**Stated exercise 1**
Quote the passage on MJO initiation word for word, beginning at the words "The second definition" and ending after the words "and Zhou 2009).".
**Stated exercise 2**
Answer these questions using the passage on MJO initiation:
(a) According to many previous studies, MJO initiation begins with the onset of what?
(b) Onto which EOFs are the OLR data projected to isolate the "OLR only" cases?
(c) Which study used a similar methodology to define primary and successive MJO events?
**Stated exercise 3**
Write what follows the last sentence of the passage on MJO initiation.

**Text provided**
_ _ _

The second definition of MJO initiation to be explored involves the onset of deep convection. Many previous studies presume that MJO initiation begins with the onset of deep convective heating, which is then followed by a response in the large-scale circulation (e.g., Lau and Peng 1987; Salby et al. 1994; Park et al. 1995; Hendon and Salby 1996; Li and Zhou 2009).

Primary and successive “OLR only” cases are isolated in a similar manner to those derived from the full RMM index, except that only the OLR data are projected onto RMM OLR EOFs 1 and 2. This methodology is similar to that used in Matthews (2008) to define primary and successive MJO events. Primary, intensification, and successive OLR-only MJO initiation are defined in the same manner as in the full RMM index.

_ _ _

[Data records]
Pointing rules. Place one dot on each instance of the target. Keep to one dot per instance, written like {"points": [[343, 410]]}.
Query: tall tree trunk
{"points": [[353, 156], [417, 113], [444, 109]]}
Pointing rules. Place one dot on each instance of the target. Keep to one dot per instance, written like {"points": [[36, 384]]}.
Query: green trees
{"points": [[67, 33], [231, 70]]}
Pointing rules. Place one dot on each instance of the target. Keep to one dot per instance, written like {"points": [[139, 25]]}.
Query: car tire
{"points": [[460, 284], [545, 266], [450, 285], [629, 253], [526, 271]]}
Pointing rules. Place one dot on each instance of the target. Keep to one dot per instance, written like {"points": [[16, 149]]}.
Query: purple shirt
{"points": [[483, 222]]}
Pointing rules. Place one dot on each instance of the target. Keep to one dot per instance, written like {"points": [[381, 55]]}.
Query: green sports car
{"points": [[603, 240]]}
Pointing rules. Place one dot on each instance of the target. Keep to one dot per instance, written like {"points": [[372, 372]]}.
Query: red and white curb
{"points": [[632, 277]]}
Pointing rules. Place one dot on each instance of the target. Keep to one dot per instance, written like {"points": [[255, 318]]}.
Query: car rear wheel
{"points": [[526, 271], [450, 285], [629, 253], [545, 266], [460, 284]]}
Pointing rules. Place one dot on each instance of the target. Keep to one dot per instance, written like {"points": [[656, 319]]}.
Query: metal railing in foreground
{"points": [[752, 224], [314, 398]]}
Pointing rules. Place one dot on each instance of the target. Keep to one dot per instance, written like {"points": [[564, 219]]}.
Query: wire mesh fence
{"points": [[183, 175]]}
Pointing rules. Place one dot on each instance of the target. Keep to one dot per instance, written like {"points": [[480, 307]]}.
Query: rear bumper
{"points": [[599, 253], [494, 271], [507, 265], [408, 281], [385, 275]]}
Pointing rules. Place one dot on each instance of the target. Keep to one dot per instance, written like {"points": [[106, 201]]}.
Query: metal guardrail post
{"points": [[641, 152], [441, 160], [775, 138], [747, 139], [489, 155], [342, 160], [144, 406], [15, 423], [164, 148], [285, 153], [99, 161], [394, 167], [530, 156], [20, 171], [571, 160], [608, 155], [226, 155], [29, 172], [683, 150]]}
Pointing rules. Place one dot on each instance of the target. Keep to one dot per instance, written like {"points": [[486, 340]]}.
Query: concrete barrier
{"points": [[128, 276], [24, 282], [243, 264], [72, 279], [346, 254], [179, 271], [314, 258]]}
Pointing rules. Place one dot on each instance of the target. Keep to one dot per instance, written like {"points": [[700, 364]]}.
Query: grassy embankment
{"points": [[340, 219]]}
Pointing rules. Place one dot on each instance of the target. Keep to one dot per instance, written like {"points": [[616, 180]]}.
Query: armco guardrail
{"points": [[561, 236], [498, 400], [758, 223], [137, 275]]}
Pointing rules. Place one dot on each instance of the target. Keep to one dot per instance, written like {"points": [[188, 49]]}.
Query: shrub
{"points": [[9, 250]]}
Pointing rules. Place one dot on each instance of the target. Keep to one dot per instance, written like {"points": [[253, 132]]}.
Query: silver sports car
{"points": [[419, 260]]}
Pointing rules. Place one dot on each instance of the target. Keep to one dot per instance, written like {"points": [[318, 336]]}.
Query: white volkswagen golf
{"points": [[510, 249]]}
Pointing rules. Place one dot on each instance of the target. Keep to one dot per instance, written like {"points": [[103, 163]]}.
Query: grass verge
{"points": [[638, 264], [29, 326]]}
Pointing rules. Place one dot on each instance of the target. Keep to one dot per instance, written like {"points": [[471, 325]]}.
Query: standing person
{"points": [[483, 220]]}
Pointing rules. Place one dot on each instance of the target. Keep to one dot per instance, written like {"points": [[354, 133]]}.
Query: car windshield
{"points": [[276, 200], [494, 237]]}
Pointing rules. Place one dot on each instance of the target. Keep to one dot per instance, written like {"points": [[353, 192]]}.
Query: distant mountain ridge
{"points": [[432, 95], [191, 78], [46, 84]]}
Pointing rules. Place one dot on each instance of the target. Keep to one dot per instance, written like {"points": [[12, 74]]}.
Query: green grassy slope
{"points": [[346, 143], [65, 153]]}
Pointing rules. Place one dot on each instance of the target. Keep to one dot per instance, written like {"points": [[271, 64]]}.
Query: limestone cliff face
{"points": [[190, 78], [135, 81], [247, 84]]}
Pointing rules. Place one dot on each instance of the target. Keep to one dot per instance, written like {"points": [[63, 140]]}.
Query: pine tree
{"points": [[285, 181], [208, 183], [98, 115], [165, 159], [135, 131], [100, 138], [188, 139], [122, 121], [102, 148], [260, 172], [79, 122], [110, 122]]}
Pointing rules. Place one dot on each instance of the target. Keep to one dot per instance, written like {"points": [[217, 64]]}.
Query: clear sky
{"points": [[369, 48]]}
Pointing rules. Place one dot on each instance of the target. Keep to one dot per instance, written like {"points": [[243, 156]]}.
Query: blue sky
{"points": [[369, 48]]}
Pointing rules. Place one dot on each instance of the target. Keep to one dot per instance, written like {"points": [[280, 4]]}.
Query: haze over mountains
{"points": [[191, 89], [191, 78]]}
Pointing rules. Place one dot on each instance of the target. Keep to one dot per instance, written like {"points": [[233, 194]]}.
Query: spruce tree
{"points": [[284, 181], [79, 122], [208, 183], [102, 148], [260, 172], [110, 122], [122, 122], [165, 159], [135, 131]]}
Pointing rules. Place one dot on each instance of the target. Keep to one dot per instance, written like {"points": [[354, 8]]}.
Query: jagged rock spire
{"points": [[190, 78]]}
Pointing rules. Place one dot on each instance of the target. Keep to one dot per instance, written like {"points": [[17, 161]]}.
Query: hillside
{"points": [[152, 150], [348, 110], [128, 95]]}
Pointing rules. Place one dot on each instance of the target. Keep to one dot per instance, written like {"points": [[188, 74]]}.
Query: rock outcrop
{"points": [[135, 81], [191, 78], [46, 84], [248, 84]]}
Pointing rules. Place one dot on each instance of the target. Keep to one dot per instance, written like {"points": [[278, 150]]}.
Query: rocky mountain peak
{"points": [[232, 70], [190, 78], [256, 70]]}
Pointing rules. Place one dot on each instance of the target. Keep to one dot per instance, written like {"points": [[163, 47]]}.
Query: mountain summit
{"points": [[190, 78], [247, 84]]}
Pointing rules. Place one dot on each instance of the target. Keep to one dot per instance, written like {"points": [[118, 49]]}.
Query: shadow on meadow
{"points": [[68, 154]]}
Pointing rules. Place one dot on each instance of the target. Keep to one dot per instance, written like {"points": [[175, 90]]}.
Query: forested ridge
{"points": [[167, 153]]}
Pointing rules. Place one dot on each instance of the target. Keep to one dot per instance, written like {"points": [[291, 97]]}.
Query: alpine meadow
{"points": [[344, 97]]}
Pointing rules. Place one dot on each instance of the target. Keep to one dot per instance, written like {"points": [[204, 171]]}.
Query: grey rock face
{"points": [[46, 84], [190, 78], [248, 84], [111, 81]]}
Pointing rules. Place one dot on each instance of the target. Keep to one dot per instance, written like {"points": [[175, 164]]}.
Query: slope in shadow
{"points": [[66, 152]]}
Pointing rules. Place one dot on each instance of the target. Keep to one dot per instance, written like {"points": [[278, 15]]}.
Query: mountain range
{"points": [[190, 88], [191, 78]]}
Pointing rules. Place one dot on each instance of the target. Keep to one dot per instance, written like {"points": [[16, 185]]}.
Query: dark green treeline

_ _ _

**Exercise answer 1**
The second definition of MJO initiation to be explored involves the onset of deep convection. Many previous studies presume that MJO initiation begins with the onset of deep convective heating, which is then followed by a response in the large-scale circulation (e.g., Lau and Peng 1987; Salby et al. 1994; Park et al. 1995; Hendon and Salby 1996; Li and Zhou 2009).

**Exercise answer 2**
(a) Deep convective heating.
(b) RMM OLR EOFs 1 and 2.
(c) Matthews (2008).

**Exercise answer 3**
Table 2 also lists the numbers of OLR-based MJO cases. The corresponding dates of primary and intensification events are listed in Table 3. The number of primary cases (27) is nearly identical to the full RMM, while the number of intensification (12) and successive (194) cases is much less, by at least a factor of 2. The OLR-only index is much noisier than the full RMM index (c.f. Fig. 5d with Fig. 4d) and includes many fewer continuous, long-lasting, high-amplitude events. Presumably this is a function of the generally noisier observed OLR field, which only very rarely attains the approximately wavenumber-1 state required for a high projection onto the RMM OLR EOFs. The TOGA COARE period (Figs. 1 and 3) was unusual in this respect, retaining an OLR-only RMM amplitude above 2.0 for 22 consecutive days and maximizing at an amplitude of 4.7 on 15 January 1993, the third highest OLR-only RMM amplitude in the 1979–2010 record.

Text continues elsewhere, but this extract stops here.